*Document:*
Every time period idealizes in its own way, and the 17th century gave rise to its own conventions which one must study in order to recreate the image of mankind of this past time. In the 17th century, a new type of crown appears on images of saints. This not the Byzantine stemmatos of the 11th-12th centuries, nor the sunflower-like crown of the 15th-16th centuries; this is the koruna. Similar koruny were added to Jaroslav, his wife and Vladimir during the restoration of the frescos in St. Sophia Cathedral in Kiev by Pjotr Mogila, as preserved in a 1651 sketch by the foreigner van Westerfeld [Illustration 93]. A similar koruna is also seen on the Tsarevich Dmitrij in the Tsar’s Titulary [Illustration 94].

The realism of the portraits in the Titulary peacefully coexists with an array of conventional compositions. Particularly characteristic from this point of view is the 1670’s manuscript “On the Election of Tsar’ Mikhail Fjodorovich to the Throne,” created with create mastery by the iconographers of the Moscow Armory at the order of the boyar Artamon Sergeevich Matveev. The drawings depict one after another scene presenting the solemn ceremonies for the elevation of Filaret to the Patriarch’s throne [Illustration 95], and of the coronation of Tsar’ Mikhail. All of the images are full of the spirit of medieval Russian piety and grandeur. The figures and poses were recreated in meticulous detail by miraculous draftsmen, but all of the men’s faces — with beards or smooth, young or old, monks and priests — are of only a few types repeated an uncountable number of times, without any individualization and without any reproduction of any portrait-like or characteristic traits. Only the figures in the front rows are drawn in detail, and the remainder fuse into a dense mass of heads.

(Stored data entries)
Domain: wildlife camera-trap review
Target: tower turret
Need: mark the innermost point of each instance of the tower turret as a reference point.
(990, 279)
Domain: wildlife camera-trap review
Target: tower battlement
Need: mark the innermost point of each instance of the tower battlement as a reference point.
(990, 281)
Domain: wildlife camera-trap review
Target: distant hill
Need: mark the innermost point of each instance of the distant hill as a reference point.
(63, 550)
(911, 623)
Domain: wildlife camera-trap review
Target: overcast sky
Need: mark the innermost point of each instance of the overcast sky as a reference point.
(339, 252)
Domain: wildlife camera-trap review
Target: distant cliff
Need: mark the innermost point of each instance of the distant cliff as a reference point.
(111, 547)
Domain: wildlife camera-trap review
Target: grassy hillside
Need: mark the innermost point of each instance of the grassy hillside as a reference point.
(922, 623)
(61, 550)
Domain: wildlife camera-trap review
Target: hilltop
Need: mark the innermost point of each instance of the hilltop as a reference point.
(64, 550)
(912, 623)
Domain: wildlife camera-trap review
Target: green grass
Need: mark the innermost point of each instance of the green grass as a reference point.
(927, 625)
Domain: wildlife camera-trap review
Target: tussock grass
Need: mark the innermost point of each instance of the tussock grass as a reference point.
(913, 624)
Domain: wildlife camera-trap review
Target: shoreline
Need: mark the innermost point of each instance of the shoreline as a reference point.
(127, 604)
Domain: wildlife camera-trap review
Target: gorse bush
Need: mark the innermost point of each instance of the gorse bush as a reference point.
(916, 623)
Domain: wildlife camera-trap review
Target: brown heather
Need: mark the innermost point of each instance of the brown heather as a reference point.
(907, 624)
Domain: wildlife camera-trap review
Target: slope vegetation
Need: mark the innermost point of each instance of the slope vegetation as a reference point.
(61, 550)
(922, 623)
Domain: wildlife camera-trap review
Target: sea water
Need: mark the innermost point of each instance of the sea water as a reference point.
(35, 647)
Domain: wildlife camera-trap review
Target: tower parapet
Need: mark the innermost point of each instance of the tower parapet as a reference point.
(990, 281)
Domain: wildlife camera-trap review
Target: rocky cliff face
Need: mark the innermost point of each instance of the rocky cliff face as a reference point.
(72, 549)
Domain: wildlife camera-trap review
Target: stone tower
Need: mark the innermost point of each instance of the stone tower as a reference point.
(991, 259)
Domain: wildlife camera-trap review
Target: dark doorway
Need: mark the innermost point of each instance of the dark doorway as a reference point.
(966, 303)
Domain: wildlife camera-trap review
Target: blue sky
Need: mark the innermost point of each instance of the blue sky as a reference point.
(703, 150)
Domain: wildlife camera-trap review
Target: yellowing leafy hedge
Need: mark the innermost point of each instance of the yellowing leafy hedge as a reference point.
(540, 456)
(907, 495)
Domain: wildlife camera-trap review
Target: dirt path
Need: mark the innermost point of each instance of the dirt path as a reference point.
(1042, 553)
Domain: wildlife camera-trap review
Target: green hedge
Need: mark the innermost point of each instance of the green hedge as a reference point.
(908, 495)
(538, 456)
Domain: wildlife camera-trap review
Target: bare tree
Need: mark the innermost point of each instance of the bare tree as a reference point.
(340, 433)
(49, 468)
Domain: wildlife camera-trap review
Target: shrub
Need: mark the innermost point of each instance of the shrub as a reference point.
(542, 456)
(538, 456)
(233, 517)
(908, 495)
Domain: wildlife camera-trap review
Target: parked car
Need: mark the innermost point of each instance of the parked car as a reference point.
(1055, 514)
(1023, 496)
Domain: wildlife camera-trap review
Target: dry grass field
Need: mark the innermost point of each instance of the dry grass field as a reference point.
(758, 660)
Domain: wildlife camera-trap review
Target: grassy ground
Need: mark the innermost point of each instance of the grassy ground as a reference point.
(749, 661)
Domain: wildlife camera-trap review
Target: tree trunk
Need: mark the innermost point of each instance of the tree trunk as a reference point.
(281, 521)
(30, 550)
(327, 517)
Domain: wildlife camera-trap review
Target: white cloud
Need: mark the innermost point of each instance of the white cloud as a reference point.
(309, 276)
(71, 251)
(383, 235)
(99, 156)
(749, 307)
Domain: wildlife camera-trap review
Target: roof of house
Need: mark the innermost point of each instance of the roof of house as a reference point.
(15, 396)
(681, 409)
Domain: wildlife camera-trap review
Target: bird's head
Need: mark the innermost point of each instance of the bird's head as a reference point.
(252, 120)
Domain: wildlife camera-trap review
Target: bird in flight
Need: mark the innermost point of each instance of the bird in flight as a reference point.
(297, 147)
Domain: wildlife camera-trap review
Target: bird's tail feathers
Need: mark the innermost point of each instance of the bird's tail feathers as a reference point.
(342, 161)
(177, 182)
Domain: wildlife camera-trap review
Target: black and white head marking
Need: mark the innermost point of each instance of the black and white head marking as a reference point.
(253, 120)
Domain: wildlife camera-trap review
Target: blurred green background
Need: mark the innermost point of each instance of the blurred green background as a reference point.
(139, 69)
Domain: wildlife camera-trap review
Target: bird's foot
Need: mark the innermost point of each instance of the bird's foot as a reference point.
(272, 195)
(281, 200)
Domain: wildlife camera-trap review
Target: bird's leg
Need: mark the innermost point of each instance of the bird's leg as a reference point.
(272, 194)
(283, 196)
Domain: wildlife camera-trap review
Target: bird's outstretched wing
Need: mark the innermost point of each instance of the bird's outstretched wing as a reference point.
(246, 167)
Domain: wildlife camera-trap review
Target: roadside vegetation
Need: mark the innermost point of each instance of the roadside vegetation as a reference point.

*Actions to take:*
- A) Return each line of the listing that contains the string "foot".
- B) Go on with the passage on 17th-century Russian portraiture, picking up after its final sentence.
The passage on 17th-century Russian portraiture and the listing were taken from unrelated sources.

*Answers for this exercise:*
- A)
Target: bird's foot
Need: mark the innermost point of each instance of the bird's foot as a reference point.

- B)
This idealization would continue into later centuries. The affected 18th century idealized its own heroes, giving them fine features, giving them beautiful, mandala-like eyes, giving men a proud, majestic posture, and ladies a salon-like grace. Patriotic Russian literature of the first third of the 19th century and the rise of national self-awareness gave life to a row of literary works which would, in one way or another, find visual embodiment in art or on the stage. These patriotic subjects, of course, emerged first in familiar images of classical figurative art and classical tragedy with their idealized types in antique fashion.

If we review historical and portraiture at the end of the 18th and early 19th centuries, it becomes completely apparent that, with all the realism of reproducing nature exactly, and almost copying details in the manner of interpreting subject, at the heart of the overall composition there lies a certain idealism. The higher a person stood on a hierarchical ladder or the more significant the feat he accomplished, the more conventional his depiction would be. Quite typically for the first quarter of the 19th century, the monument to Minin and Pozharskij on Moscow’s Red Square shows both figures in poses and costumes from ancient statuary.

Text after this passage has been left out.